_PAGE TEXT_
[Start of Attachment]

Young Oklahoma patients get help managing chronic disease

Transitions program at The Children's Hospital at OU Medical Center helps young chronically ill patients graduate to adult treatment.

 
By Jaclyn Cosgrove | Published: May 11, 2012    Comment on this article Leave a comment

As Caitlin Clark sits in a hospital bed for her dialysis treatment, a nurse graduate helps her study algebra.

Clark, 20, wants to take the ACT this summer and then, hopefully, go to college. This study session is a regular occurrence for Clark, who has been a dialysis patient at The Children's Hospital at OU Medical Center for about four years.

photo - Dialysis patient Caitlin Clark, 20, receives help with some of her algebra studies from Greg Lewis, a nurse graduate in the pediatric dialysis unit at Children's Hospital. Clark comes for dialysis treatment three times each week. She was photographed during a treatment on Wednesday, May 9, 2012. The Children's Hospital has created a program called Transitions. It helps teens/young adults who are on dialysis make the transition from being in a children's hospital where you get a lot of attention -- to going to an adult facility to get dialysis where you probably won't get much attention. As pediatric patients, much of the responsibility of living with dialysis is provided by others. For example others make all of their medical and dialysis appointments, give them medicine, manage their education and make sure they get to their dialysis appointments, which occur three times a week for 3-4 hours each time.  Photo by Jim Beckel, The Oklahoman
Dialysis patient Caitlin Clark, 20, receives help with some of her algebra studies from Greg Lewis, a nurse graduate in the pediatric dialysis unit at Children's Hospital. Clark comes for dialysis treatment three times each week. She was photographed during a treatment on Wednesday, May 9, 2012. The Children's Hospital has created a program called Transitions. It helps teens/young adults who are on dialysis make the transition from being in a children's hospital where you get a lot of attention -- to going to an adult facility to get dialysis where you probably won't get much attention. As pediatric patients, much of the responsibility of living with dialysis is provided by others. For example others make all of their medical and dialysis appointments, give them medicine, manage their education and make sure they get to their dialysis appointments, which occur three times a week for 3-4 hours each time. Photo by Jim Beckel, The Oklahoman

Multimedia

As a patient at a children's hospital, Clark receives care, tutoring and even art lessons from doctors and nurses that she knows and trusts.

[End of Attachment]

_DATA SHOWN_
[Start of Attachment]

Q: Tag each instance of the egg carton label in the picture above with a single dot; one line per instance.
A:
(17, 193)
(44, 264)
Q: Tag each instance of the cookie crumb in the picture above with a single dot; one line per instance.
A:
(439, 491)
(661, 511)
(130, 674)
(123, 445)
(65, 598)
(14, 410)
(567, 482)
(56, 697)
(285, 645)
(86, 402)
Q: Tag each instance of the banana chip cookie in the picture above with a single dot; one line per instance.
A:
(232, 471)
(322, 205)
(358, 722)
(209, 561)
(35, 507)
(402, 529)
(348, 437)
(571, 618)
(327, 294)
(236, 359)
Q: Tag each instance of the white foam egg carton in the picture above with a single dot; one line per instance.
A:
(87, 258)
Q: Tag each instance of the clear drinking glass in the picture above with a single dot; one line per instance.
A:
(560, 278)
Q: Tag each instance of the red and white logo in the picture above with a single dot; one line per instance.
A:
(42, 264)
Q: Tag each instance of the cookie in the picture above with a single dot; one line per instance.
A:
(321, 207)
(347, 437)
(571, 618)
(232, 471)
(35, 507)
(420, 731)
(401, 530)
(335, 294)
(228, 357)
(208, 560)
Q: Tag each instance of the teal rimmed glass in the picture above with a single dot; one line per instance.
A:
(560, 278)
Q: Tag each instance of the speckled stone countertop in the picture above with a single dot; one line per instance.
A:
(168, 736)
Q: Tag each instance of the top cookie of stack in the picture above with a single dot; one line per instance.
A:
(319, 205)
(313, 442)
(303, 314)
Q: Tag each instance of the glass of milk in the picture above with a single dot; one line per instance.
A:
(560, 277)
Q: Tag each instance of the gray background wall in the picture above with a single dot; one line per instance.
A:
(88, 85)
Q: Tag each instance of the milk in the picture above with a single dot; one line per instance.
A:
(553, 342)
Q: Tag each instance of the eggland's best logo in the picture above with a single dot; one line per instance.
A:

[End of Attachment]

_WHAT TO DO_
Carry the article about young dialysis patients forward, picking up right after its last sentence. The rows have no connection to the article about young dialysis patients.

_EXERCISE RESULT_
But that will soon end. For the past few weeks, Clark has been in a program called Transitions. The program helps teenage and young adult patients with chronic diseases transfer from The Children's Hospital to an adult facility. This is a big step for any juvenile patient.

“We all know them like they're our own friends, children and families,” said Clark's doctor, Dr. Olivera Couloures. “We're very close, and then they get into an adult unit with 150 patients and rotating doctors who don't know too much about anything about them, other than their labs, and it's a loss of that major support.”

Dialysis is a treatment for people whose kidneys aren't functioning properly. Dialysis filters a patient's blood, ridding the patient of harmful wastes, extra salt and water, according to the U.S. National Library of Medicine.

Children on dialysis are typically at the hospital three days a week for four hours, said Noel Jacobs, a pediatric psychologist at The Children's Hospital. They miss a lot of school, sometimes the entire day because they're so tired after dialysis. Staff at The Children's Hospital have seen some children who couldn't read.

“These are very strong kids, and they're resilient, but they face challenges that other children that don't have kidney disease don't have to face,” Jacobs said.

Her case is complicated

Many teenage or young adult dialysis patients at The Children's Hospital don't continue dialysis because they receive organ transplants and no longer need to be on dialysis.

But for Clark, finding a donor is more complicated. Clark has Alagille syndrome, an inherited disorder in which a person doesn't have enough bile ducts in the liver, according to the National Digestive Diseases Information Clearinghouse.

It's a complex disorder that can affect other parts of the body, including the heart, kidneys, blood vessels, eyes, face and skeleton, according to the clearinghouse. Alagille syndrome occurs in about one in every 70,000 births and is equally common in boys and girls.